---------- Passage shown ----------
My recent reaction to the United States men’s team having lost in the World Cup was as follows, and I quote myself: “Well, at least we can go back to not caring about soccer for another four years.” For a number of decades, it has been widely known and criticized that soccer is the most popular game in the entire world but not here in the United States.
Many pundits have suggested that the reason for this fact is we Americans are selfish, that the purity of a team sport is lost on us. I disagree. Our team sports are just as lofty as soccer. Football (sorry, American football) requires absolute commitment to team. Has anyone ever watched how many times a wide receiver runs the thirty-yard-dash in a given afternoon? As well, blockers within the trenches take a beating that make the ever-popular “header” look like a kids’ game. I won’t say soccer is not physical in nature, but so is basketball.
---------- Data provided ----------
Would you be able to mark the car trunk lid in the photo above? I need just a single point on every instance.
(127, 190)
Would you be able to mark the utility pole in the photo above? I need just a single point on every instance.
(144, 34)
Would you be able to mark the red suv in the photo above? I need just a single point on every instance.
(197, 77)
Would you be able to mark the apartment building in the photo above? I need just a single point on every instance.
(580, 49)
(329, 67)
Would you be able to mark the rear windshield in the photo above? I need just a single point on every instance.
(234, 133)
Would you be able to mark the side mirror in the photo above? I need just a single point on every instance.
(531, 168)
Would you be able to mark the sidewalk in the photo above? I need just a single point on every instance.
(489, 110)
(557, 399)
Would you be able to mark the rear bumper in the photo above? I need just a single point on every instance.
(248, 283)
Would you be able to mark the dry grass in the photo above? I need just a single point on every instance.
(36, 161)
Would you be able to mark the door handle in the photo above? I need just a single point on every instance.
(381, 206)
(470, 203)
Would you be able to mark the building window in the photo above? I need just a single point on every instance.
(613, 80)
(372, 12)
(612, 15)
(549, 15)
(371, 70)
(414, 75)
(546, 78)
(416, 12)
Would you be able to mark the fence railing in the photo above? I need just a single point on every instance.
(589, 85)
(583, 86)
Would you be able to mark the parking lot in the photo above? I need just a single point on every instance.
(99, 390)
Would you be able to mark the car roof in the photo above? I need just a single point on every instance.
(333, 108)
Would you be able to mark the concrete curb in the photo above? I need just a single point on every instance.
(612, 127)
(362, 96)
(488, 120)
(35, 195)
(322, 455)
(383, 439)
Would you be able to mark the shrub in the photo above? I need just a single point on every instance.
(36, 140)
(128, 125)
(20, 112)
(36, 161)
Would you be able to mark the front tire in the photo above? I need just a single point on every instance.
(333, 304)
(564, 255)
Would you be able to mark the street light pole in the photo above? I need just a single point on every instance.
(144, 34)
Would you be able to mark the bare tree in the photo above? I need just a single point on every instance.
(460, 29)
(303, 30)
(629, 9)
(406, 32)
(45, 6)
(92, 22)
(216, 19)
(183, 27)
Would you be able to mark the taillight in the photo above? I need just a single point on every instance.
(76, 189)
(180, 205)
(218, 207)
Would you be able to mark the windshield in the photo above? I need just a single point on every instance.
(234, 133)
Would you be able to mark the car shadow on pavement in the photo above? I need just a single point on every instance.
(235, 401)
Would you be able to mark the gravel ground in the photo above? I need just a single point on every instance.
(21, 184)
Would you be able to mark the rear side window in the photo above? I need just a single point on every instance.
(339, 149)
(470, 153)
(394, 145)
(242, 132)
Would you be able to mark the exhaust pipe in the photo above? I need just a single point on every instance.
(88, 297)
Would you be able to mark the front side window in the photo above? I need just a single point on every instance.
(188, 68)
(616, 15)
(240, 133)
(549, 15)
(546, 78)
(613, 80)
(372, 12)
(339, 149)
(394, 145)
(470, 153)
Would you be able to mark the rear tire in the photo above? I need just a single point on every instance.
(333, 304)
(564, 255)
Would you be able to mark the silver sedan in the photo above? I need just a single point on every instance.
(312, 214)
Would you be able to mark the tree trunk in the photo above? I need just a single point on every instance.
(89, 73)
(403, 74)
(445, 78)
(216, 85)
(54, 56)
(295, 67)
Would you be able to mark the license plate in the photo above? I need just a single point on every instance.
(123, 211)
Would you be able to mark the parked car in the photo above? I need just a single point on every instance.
----------
Required task A ::
Answer these about the soccer passage:
(i) What loss prompted the writer's reaction?
(ii) What reason have many pundits suggested for soccer's lack of popularity in the United States?
(iii) Which players does the writer say take a beating that makes the "header" look like a kids' game?
Required task B :: Please quote the soccer passage from "Many pundits have" up to and including "so is basketball.".

Reply A ::
(i) The United States men's team lost in the World Cup.
(ii) Americans are selfish, and the purity of a team sport is lost on them.
(iii) Blockers within the trenches.

Reply B ::
Many pundits have suggested that the reason for this fact is we Americans are selfish, that the purity of a team sport is lost on us. I disagree. Our team sports are just as lofty as soccer. Football (sorry, American football) requires absolute commitment to team. Has anyone ever watched how many times a wide receiver runs the thirty-yard-dash in a given afternoon? As well, blockers within the trenches take a beating that make the ever-popular “header” look like a kids’ game. I won’t say soccer is not physical in nature, but so is basketball.